Text provided ▸
[Start of section]
There is no way that this legislation is introducing any new principle. There is no way that it is introducing any principle that has not been argued for by the AMA and other medical interests. In fact, the medical organisations which have most condemned and opposed Medibank and Medicare have argued for this very principle-that one should not cover 100 per cent of fees. This proposition was put to the Australian people at election time. They have given us a mandate. Nothing in the post-war history of Federal Parliament has been so acclaimed as the Medibank scheme and now Medicare. Another interjection from the honourable member for Denison suggested that people will regret it and that they will have to pay for their unwisdom.

Mr Spender —They will find out it is not free.

Dr EVERINGHAM —Of course, nothing is free, but there are things that are free of charge at the point of service. Opposition members should talk to their colleagues in Queensland who run what they call a free hospital system. Of course, there is no free lunch. Of course somebody pays for it. But it is free of charge, free of fee, at the point of service. That is what is meant. That is all that is meant by the term 'free hospitals'. It does not mean that it drops from the sky like manna from heaven. No sensible person suggests that it does. I wish that that sort of inane comment would be dropped from the debate.

There are many ways in which Medicare will improve on the Earle Page concept of medical insurance and the five steps towards restoring the Earle Page scheme which occurred in seven years of Fraser Government. In that period, the then Government gradually eroded almost everything that Medibank had provided to the Australian people except the cover for pensioners which we brought in. The Earle Page cover for pensioners was about two-thirds of the standard fee. Most doctors joined that scheme and agreed to treat patients for that concessional payment. They then objected to the liberalisation of eligibility for pensions when the tapered means test came in. So a limit was put on the amount that a pensioner could earn and still get medical benefits. Under the Liberal Government, before Medibank, those patients who were eligible for pensioner medical services without means tests were allowed free services under that scheme only if the service was provided by a general practitioner and if the service was either a consultation or a visit. If the doctor was treating a fracture, giving an anaesthetic or performing an operation, there was no medical cover for the pensioners for that specialised care by general practitioners or specialists.
[End of section]
Please reproduce word for word the part of the Medicare debate that begins at the words "Mr Spender —They" and ends after the words "from the debate.".

Listed entries ▸
[Start of section]
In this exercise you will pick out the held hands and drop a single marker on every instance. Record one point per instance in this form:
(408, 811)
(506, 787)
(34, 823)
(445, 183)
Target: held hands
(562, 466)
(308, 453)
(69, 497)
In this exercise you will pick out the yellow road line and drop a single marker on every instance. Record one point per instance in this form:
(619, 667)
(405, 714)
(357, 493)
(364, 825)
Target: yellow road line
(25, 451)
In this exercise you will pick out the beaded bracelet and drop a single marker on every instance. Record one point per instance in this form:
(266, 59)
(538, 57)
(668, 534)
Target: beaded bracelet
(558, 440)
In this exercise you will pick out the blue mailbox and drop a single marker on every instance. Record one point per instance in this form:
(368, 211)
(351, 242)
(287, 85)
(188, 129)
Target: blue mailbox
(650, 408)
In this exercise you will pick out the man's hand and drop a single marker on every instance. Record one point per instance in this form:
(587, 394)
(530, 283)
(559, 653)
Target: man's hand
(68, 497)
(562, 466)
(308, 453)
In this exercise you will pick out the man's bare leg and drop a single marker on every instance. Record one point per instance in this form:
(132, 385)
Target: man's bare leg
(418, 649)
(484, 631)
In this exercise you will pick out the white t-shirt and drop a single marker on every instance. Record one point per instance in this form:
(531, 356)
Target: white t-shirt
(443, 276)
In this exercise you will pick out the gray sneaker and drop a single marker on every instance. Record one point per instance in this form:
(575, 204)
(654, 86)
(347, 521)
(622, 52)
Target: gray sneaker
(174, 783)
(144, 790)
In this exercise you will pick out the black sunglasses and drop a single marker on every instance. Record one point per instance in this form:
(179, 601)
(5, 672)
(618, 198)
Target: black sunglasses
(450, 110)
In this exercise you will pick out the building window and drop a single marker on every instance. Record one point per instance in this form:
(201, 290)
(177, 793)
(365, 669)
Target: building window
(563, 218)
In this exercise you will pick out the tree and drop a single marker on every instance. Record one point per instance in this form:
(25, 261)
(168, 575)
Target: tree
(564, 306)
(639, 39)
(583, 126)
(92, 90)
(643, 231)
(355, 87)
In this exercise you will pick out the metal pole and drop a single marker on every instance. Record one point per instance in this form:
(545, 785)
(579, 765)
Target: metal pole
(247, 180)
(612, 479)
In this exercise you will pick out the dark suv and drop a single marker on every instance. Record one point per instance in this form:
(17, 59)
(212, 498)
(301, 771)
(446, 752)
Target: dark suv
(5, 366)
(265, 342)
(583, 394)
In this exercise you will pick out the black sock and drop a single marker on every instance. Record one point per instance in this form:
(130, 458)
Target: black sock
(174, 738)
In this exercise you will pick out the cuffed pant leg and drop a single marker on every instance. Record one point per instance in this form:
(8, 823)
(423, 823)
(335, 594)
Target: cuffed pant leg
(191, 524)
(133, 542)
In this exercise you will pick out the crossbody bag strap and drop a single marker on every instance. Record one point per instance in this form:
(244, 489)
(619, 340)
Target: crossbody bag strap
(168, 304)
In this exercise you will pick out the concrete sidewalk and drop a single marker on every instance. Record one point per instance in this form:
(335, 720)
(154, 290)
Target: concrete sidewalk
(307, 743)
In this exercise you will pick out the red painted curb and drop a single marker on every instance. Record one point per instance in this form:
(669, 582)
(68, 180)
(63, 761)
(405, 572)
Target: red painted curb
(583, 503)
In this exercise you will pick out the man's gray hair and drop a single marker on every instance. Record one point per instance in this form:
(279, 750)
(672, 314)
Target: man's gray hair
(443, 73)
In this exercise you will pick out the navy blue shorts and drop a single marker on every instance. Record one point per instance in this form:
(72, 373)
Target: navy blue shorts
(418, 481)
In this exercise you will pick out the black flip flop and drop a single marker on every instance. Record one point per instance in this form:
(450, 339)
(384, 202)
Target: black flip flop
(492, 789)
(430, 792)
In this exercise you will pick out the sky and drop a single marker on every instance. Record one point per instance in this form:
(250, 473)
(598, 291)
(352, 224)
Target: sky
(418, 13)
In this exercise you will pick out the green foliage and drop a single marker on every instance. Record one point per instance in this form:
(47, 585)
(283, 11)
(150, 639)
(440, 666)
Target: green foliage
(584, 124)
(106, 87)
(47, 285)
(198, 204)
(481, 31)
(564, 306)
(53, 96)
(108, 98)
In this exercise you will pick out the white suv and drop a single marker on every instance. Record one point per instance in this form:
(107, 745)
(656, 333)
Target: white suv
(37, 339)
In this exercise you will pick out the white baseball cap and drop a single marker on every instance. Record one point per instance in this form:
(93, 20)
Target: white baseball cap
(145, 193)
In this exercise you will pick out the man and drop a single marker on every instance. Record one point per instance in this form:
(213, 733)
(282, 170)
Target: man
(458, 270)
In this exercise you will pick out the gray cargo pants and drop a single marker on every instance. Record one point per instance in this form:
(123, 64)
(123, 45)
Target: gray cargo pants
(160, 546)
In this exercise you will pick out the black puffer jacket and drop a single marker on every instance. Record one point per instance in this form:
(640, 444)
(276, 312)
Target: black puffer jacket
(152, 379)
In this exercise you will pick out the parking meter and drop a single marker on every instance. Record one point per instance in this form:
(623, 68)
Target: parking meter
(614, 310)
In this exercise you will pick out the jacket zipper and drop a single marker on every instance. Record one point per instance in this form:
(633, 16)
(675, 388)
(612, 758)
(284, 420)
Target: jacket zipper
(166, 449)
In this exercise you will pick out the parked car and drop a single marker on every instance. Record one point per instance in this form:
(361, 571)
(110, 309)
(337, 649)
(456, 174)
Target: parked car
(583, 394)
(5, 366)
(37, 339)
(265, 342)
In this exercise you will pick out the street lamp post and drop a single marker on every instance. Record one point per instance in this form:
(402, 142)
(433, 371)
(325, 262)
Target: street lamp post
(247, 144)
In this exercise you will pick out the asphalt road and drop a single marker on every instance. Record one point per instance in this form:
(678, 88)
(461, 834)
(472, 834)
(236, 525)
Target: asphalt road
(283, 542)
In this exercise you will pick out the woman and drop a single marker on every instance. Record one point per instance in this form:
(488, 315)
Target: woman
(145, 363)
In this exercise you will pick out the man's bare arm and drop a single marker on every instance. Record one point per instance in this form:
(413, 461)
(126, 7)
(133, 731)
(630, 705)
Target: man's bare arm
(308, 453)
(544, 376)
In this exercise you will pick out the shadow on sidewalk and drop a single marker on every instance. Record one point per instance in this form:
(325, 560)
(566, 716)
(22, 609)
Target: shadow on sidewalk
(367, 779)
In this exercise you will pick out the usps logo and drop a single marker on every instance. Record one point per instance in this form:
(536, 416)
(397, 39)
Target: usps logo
[End of section]
[Start of section]
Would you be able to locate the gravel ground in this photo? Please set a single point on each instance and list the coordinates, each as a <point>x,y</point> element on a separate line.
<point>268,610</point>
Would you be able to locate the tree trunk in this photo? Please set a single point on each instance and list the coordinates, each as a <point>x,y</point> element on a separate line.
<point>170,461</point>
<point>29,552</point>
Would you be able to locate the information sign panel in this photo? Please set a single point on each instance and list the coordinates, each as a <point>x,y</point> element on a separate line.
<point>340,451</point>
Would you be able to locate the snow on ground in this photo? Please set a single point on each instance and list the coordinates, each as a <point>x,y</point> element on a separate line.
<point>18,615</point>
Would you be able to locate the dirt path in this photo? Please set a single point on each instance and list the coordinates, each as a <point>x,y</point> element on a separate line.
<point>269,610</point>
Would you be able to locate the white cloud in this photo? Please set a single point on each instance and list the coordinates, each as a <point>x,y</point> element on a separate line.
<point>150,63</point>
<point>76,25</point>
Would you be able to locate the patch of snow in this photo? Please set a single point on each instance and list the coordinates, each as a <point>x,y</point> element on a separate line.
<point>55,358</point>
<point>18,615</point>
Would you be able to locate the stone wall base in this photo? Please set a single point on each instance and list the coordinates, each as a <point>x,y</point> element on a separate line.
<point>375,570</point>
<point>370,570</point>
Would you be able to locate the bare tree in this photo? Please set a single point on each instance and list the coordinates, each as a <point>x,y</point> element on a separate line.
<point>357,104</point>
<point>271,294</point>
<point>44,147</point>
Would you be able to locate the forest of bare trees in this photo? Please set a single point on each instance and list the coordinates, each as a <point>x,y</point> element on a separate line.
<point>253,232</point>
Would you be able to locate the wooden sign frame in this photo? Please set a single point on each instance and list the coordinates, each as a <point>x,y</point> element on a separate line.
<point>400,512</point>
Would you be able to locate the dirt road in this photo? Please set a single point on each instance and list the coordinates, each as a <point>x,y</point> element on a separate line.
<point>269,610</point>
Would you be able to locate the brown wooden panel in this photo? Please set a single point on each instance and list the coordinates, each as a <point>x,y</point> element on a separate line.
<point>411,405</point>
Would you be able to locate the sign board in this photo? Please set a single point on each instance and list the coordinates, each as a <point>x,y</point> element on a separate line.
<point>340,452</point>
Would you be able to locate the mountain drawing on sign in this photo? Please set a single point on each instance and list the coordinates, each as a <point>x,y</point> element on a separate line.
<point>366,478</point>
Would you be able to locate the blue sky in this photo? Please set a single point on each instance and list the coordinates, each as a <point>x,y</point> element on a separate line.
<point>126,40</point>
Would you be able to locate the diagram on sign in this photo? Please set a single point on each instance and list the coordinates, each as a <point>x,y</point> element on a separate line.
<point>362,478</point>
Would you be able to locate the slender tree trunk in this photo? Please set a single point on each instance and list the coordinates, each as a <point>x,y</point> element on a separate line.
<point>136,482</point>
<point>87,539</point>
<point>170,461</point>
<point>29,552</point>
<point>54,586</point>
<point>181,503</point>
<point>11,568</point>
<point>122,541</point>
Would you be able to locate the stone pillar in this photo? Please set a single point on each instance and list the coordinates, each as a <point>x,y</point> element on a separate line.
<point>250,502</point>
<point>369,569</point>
[End of section]
Solution for this problem ▸
Mr Spender —They will find out it is not free.

Dr EVERINGHAM —Of course, nothing is free, but there are things that are free of charge at the point of service. Opposition members should talk to their colleagues in Queensland who run what they call a free hospital system. Of course, there is no free lunch. Of course somebody pays for it. But it is free of charge, free of fee, at the point of service. That is what is meant. That is all that is meant by the term 'free hospitals'. It does not mean that it drops from the sky like manna from heaven. No sensible person suggests that it does. I wish that that sort of inane comment would be dropped from the debate.